State, as a single number, how many lines in the data below contain "clicks".

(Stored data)
-*-*-

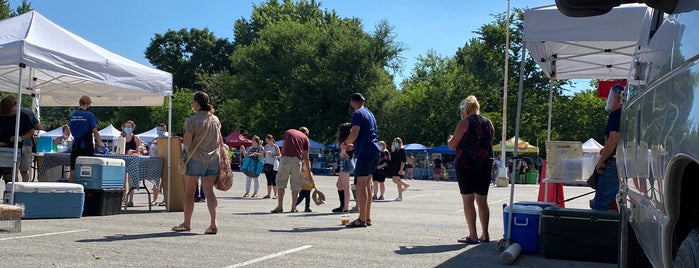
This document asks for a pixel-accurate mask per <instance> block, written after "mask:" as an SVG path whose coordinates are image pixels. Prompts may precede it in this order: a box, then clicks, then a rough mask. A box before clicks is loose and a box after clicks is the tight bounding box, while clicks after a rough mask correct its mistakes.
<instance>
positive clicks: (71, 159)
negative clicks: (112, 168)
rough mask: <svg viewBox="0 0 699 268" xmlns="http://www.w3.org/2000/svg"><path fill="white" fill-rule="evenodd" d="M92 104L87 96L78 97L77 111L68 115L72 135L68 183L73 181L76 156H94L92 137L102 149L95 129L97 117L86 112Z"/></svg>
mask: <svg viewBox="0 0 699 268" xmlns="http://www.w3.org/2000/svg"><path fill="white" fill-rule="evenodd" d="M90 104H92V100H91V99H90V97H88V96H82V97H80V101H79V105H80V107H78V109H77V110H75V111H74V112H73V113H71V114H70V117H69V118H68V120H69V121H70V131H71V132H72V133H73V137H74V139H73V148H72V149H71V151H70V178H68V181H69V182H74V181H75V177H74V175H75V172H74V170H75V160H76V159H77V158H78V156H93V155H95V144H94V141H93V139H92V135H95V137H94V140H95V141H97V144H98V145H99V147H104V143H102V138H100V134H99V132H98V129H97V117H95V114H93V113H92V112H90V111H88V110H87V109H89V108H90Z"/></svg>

-*-*-

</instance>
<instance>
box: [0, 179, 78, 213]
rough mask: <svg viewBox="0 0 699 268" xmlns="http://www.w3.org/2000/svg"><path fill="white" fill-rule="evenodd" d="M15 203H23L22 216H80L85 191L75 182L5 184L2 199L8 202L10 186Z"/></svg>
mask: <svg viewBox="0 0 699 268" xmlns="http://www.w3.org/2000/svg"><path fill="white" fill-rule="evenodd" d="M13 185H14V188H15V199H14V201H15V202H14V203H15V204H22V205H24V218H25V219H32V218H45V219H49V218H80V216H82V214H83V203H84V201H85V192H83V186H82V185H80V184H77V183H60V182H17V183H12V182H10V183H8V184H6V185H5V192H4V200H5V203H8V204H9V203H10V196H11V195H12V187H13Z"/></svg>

-*-*-

◆ Answer space: 3